--- START ---

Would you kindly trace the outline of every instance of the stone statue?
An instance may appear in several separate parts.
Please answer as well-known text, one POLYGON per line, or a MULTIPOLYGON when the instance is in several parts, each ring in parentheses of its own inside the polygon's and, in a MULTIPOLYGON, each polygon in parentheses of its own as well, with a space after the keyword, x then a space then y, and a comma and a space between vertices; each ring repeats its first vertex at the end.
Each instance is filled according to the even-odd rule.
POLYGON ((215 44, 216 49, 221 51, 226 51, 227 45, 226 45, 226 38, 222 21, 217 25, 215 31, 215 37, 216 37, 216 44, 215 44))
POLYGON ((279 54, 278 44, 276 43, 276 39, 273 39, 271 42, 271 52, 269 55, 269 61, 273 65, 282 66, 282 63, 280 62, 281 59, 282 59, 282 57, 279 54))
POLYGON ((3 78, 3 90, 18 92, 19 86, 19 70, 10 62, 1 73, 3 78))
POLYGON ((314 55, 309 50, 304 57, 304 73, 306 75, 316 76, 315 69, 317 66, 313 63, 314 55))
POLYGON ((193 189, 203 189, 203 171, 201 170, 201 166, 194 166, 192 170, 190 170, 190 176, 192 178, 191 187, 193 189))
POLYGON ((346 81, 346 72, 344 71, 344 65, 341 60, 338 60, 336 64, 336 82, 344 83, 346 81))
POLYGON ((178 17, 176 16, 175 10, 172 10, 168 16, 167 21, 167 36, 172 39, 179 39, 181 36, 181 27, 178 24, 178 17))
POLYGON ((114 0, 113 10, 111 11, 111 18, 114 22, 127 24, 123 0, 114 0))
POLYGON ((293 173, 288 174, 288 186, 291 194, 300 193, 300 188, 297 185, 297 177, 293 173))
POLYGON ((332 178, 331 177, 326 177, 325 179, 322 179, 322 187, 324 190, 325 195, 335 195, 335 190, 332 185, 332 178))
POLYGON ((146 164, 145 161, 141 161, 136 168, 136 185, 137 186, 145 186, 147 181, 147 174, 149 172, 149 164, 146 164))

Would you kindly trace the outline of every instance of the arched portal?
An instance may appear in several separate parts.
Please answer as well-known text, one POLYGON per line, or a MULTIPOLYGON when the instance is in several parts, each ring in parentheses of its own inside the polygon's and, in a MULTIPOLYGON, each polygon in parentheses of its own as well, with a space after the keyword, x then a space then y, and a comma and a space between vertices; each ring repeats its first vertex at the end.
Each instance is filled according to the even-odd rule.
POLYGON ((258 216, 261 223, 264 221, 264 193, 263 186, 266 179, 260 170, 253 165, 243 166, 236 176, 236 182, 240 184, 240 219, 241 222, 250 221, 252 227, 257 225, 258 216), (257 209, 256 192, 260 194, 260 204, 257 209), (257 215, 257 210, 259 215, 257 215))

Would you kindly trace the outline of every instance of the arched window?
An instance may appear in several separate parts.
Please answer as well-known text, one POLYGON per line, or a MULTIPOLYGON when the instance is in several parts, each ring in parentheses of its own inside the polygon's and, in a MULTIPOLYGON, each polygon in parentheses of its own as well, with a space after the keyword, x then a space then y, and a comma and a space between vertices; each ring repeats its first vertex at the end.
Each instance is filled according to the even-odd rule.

--- END ---

- [Your assignment]:
Reproduce the data shown above exactly, including every line.

- [Written response]:
Would you kindly trace the outline of every instance of the stone statue?
An instance may appear in several separate parts.
Please answer as well-known text, one POLYGON per line, or a MULTIPOLYGON when the instance is in several parts, each ring in parentheses of its own inside the polygon's and, in a MULTIPOLYGON, each polygon in parentheses of its own as well, with a space after the keyword, x then a space then y, and a comma and a space between vertices; each ring repeats its first vertex at the end.
Each instance is filled according to the even-odd rule.
POLYGON ((215 44, 216 49, 221 51, 226 51, 227 45, 226 45, 226 38, 222 21, 217 25, 215 31, 215 37, 216 37, 216 44, 215 44))
POLYGON ((279 54, 278 44, 276 43, 276 39, 273 39, 271 42, 271 52, 269 55, 269 61, 273 65, 282 66, 282 63, 280 62, 281 59, 282 59, 282 57, 279 54))
POLYGON ((3 78, 3 90, 18 92, 19 86, 19 70, 10 62, 1 73, 3 78))
POLYGON ((314 55, 309 50, 304 57, 304 73, 306 75, 316 76, 315 69, 317 66, 313 63, 314 55))
POLYGON ((193 189, 203 189, 203 171, 201 170, 201 166, 194 166, 192 170, 190 170, 190 176, 192 178, 191 187, 193 189))
POLYGON ((346 81, 346 72, 344 71, 344 65, 341 60, 338 60, 336 64, 336 82, 344 83, 346 81))
POLYGON ((178 17, 176 16, 175 10, 172 10, 168 16, 167 21, 167 36, 172 39, 179 39, 181 36, 181 27, 178 24, 178 17))
POLYGON ((114 0, 113 10, 111 11, 111 18, 114 22, 127 24, 123 0, 114 0))
POLYGON ((293 173, 288 174, 288 186, 291 194, 300 193, 300 188, 297 185, 297 177, 293 173))
POLYGON ((332 178, 331 177, 326 177, 325 179, 322 179, 322 187, 324 190, 325 195, 335 195, 335 190, 332 185, 332 178))
POLYGON ((146 164, 145 161, 141 161, 136 168, 136 185, 137 186, 145 186, 147 181, 147 174, 149 172, 149 164, 146 164))

Would you kindly trace the outline of every instance of the arched portal?
An instance may appear in several separate parts.
Please answer as well-known text, one POLYGON per line, or a MULTIPOLYGON when the instance is in several parts, each ring in parentheses of its own inside the polygon's and, in a MULTIPOLYGON, each polygon in parentheses of its own as well, with a space after the keyword, x then a space then y, and a comma and a space between vertices; each ring repeats its first vertex at the end.
Each instance is filled according to the even-odd rule.
POLYGON ((258 216, 261 223, 264 221, 264 193, 263 186, 266 179, 260 170, 253 165, 243 166, 236 176, 236 182, 240 184, 240 219, 241 222, 250 221, 252 227, 257 225, 258 216), (257 209, 256 192, 260 194, 260 204, 257 209), (257 215, 257 210, 259 215, 257 215))

Would you kindly trace the outline of every instance of the arched window?
An instance may appear in several separate parts.
Please answer as well-known text, one POLYGON per line, or a MULTIPOLYGON when the instance is in several parts, each ring in parentheses of its own inside the polygon's and, in a MULTIPOLYGON, each polygon in parentheses of its own as well, with a space after the keyword, x then a space then y, and a comma and a space between vertices; each ring repeats its first vertex at the end.
Each instance is filled according to the even-odd rule.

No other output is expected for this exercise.